GIVEN TEXT

_ _ _ _ _ _ _

4 of 131 comments (clear)

  1. i know i wasn't supposed to read TFA, but... by Anonymous Coward · · Score: 5, Insightful

    Breach of protocol there, sorry, but I read TFA.

    This part seems kinda disturbing:

    some schools require students to use Chromebooks

    Why in the hell are schools requiring students to use Chromebooks? We're making people do business and give their personal deals to advertisers now? What's next, requiring Facebook?

    This also does something much more subtle but very harmful to our society: it gets kids used to the world where nothing they "own" is really theirs, where everything they do is subject to the whims of someone else. Control over their computing devices is held by a multinational, whether Google or Apple or whoever. Instead, we should be getting kids used to freedom, both the power and the responsibility that comes with it.

    1. Re:i know i wasn't supposed to read TFA, but... by Anonymous Coward · · Score: 5, Interesting

      The other alternatives are things like Linux and BSD. You know, devices beholden to their owners. As a side benefit, we might end up with more computer literate individuals instead of people who can't do anything more sophisticated than what someone else allowed a single mouse click to do.

_ _ _ _ _ _ _

EXERCISE A
In the comment thread, why does the first commenter consider schools requiring Chromebooks harmful to society?
EXERCISE B
Answer from the comment thread:
(i) What score and label does the first comment carry?
(ii) Which sentence from the article does the first commenter call "kinda disturbing"?
(iii) Which alternatives does the reply name?
EXERCISE C
Summarize the comment thread in two sentences.

EXTRACTED RECORDS
_ _ _ _ _ _ _

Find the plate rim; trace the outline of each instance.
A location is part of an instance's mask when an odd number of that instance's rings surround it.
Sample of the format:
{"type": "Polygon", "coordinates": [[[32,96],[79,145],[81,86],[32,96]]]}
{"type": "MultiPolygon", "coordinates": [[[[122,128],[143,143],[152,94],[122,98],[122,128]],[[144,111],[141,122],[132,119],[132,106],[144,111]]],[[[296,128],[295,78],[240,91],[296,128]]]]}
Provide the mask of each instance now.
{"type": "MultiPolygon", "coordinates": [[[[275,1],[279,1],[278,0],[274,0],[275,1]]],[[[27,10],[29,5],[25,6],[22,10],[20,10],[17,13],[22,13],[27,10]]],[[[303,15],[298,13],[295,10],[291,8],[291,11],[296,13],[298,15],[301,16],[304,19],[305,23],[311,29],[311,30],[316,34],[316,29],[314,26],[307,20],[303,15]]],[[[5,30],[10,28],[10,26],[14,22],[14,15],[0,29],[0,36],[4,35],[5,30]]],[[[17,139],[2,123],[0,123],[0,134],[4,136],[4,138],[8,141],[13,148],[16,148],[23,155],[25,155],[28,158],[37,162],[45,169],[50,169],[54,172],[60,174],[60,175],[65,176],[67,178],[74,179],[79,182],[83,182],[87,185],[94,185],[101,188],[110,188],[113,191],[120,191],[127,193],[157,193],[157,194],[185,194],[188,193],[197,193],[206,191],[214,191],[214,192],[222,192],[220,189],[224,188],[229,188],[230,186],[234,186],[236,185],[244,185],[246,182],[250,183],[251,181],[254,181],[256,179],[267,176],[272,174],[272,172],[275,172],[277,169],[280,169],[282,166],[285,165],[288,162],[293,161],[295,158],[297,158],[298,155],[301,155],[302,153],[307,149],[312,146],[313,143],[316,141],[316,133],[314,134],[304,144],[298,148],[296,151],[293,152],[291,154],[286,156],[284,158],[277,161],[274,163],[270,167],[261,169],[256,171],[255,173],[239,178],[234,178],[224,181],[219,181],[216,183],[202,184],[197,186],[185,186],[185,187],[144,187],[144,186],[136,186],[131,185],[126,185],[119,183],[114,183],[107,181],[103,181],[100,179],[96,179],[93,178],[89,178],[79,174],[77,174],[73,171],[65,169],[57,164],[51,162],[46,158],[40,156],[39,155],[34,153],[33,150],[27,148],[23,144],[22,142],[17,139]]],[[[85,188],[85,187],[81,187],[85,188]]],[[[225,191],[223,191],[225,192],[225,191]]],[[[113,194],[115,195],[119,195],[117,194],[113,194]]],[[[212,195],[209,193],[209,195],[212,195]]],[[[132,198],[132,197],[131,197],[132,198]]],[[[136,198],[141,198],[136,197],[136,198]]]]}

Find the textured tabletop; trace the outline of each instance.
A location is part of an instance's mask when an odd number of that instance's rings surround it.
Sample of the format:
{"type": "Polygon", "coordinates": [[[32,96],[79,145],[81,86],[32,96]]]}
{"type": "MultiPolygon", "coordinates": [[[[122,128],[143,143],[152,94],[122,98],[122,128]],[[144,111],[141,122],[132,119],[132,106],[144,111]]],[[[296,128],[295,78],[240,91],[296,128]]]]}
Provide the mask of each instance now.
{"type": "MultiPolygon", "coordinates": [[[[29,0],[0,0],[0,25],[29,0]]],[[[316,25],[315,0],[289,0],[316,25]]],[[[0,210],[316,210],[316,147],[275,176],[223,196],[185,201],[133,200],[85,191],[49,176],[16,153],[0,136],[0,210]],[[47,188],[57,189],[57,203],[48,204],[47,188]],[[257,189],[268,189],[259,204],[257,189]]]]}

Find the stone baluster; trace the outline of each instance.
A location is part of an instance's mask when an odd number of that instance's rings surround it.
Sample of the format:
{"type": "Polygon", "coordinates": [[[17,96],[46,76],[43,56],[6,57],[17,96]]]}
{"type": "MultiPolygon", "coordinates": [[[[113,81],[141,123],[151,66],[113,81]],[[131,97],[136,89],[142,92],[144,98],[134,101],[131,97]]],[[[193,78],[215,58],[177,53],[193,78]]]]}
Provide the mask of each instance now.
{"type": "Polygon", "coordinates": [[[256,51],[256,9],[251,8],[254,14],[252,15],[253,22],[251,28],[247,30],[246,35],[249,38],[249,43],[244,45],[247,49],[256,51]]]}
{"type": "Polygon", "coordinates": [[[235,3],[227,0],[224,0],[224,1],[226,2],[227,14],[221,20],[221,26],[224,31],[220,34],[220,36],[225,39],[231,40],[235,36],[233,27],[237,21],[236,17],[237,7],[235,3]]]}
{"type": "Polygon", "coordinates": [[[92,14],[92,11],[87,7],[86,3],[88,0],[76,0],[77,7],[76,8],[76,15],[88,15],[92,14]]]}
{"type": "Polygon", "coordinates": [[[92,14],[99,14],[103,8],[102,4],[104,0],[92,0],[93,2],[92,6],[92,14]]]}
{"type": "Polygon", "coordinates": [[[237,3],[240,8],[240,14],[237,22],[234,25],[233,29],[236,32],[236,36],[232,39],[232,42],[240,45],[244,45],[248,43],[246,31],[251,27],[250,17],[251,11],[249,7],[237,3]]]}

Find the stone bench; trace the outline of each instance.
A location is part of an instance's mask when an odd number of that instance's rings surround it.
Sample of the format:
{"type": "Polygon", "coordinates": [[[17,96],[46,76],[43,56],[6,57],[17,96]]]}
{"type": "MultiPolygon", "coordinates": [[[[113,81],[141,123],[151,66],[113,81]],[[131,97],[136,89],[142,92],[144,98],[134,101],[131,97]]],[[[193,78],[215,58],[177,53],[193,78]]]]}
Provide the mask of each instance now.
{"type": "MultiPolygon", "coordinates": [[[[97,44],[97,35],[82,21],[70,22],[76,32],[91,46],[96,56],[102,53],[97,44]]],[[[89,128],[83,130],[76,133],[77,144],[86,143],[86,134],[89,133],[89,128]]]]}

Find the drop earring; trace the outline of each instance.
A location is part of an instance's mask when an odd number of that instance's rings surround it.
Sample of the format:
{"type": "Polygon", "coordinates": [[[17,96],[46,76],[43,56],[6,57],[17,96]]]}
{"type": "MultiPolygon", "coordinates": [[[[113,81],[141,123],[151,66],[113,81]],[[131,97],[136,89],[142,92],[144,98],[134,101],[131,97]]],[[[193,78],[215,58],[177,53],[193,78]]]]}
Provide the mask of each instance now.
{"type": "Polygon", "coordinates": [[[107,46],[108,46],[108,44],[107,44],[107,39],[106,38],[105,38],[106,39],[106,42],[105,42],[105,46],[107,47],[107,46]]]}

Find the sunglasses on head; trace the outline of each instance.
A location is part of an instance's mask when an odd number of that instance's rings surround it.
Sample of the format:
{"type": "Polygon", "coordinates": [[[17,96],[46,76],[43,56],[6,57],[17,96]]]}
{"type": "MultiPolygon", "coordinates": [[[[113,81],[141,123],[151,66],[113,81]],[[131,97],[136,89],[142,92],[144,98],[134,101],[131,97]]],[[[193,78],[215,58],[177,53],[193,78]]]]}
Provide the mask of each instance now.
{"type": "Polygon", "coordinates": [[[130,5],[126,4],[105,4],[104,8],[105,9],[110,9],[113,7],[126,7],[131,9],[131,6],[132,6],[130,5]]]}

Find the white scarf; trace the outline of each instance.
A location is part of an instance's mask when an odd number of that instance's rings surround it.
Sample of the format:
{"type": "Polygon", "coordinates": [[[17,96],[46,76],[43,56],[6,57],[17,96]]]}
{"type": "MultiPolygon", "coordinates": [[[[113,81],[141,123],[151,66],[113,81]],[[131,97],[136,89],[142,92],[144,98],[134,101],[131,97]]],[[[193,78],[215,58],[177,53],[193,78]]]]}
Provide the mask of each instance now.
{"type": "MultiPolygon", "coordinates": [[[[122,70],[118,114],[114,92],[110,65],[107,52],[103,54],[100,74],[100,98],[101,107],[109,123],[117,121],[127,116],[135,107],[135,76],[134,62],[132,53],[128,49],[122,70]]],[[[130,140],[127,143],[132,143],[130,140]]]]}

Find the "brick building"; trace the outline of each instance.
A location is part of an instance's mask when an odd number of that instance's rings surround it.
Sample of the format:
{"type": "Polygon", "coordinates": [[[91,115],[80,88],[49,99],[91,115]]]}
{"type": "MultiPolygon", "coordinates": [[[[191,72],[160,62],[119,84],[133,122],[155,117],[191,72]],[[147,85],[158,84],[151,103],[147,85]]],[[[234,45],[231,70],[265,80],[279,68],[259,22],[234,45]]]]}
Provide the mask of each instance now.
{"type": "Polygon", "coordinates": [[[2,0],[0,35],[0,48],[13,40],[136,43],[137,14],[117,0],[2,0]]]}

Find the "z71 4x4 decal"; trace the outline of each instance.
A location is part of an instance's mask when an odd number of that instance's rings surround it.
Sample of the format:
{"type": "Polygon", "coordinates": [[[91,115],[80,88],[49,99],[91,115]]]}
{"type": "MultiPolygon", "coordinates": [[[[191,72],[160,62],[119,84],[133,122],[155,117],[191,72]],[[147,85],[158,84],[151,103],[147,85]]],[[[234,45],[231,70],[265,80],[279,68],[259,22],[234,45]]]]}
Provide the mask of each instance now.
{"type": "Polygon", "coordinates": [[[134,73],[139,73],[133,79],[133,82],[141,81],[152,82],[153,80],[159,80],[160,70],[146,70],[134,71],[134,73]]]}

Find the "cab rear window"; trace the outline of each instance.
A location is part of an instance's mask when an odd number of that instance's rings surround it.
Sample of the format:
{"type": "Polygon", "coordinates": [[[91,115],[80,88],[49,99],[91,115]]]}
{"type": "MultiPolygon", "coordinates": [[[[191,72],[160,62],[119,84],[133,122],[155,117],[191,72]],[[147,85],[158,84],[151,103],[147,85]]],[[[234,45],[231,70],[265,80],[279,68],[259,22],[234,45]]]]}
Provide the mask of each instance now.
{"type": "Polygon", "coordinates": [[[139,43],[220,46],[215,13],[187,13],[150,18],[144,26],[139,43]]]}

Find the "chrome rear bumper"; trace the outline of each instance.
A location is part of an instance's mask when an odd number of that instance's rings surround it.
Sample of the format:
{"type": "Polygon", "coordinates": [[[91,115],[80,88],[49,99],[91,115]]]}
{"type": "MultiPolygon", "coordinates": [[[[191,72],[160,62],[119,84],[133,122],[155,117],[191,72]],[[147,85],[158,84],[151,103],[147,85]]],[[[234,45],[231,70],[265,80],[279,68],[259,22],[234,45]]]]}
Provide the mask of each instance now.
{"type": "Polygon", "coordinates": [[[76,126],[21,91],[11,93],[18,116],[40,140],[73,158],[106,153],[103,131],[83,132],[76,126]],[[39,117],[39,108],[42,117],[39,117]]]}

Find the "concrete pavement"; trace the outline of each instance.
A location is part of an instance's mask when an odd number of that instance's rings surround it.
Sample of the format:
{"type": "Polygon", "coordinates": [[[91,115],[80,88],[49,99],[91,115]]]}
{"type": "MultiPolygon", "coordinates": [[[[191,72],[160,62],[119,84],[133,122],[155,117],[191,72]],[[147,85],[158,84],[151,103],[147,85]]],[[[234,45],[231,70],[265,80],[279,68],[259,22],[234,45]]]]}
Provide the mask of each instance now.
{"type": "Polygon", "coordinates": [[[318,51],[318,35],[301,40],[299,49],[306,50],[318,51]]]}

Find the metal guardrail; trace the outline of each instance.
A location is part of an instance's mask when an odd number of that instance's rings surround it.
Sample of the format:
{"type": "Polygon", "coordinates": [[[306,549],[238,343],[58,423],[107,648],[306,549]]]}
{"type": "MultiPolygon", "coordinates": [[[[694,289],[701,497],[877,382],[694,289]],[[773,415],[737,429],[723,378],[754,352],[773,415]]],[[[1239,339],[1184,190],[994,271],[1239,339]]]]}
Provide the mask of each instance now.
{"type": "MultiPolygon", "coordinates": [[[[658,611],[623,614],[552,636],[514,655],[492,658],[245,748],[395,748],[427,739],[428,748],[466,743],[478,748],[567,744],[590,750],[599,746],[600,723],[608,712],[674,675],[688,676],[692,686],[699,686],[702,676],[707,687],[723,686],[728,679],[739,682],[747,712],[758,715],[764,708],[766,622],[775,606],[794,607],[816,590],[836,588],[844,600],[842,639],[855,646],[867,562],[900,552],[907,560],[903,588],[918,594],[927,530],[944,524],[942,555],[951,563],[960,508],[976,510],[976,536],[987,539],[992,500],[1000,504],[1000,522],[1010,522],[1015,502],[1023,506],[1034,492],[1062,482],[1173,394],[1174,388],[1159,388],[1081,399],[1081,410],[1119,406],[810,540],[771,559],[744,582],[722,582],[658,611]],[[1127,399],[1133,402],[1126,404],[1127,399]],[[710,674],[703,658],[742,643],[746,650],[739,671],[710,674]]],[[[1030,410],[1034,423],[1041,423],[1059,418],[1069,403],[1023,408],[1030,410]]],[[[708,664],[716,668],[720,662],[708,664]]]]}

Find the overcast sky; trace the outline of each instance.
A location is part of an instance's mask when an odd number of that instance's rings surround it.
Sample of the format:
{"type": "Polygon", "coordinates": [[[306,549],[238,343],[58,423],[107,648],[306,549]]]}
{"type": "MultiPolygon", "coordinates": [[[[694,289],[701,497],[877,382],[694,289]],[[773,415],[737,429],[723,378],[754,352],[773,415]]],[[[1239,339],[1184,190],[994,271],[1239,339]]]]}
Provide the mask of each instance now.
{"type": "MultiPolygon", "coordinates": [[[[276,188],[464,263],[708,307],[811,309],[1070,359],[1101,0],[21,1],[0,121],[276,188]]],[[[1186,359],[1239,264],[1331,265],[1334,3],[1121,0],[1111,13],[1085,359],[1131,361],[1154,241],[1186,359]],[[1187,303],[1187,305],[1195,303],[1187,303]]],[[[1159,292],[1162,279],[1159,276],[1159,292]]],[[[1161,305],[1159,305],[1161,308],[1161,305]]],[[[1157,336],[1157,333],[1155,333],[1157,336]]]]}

_ _ _ _ _ _ _

EXERCISE ANSWER A
The commenter says it gets kids used to a world where nothing they "own" is really theirs and everything they do is subject to someone else's whims, because a multinational holds control over their computing devices. The commenter argues that kids should instead get used to freedom, with both its power and its responsibility.

EXERCISE ANSWER B
(i) Score: 5, Insightful.
(ii) "some schools require students to use Chromebooks"
(iii) Linux and BSD.

EXERCISE ANSWER C
One commenter objects to schools requiring students to use Chromebooks, because it pushes kids toward advertisers and gets them used to devices controlled by a multinational instead of to freedom and its responsibility. A reply names Linux and BSD as alternatives that are beholden to their owners and could produce more computer-literate people.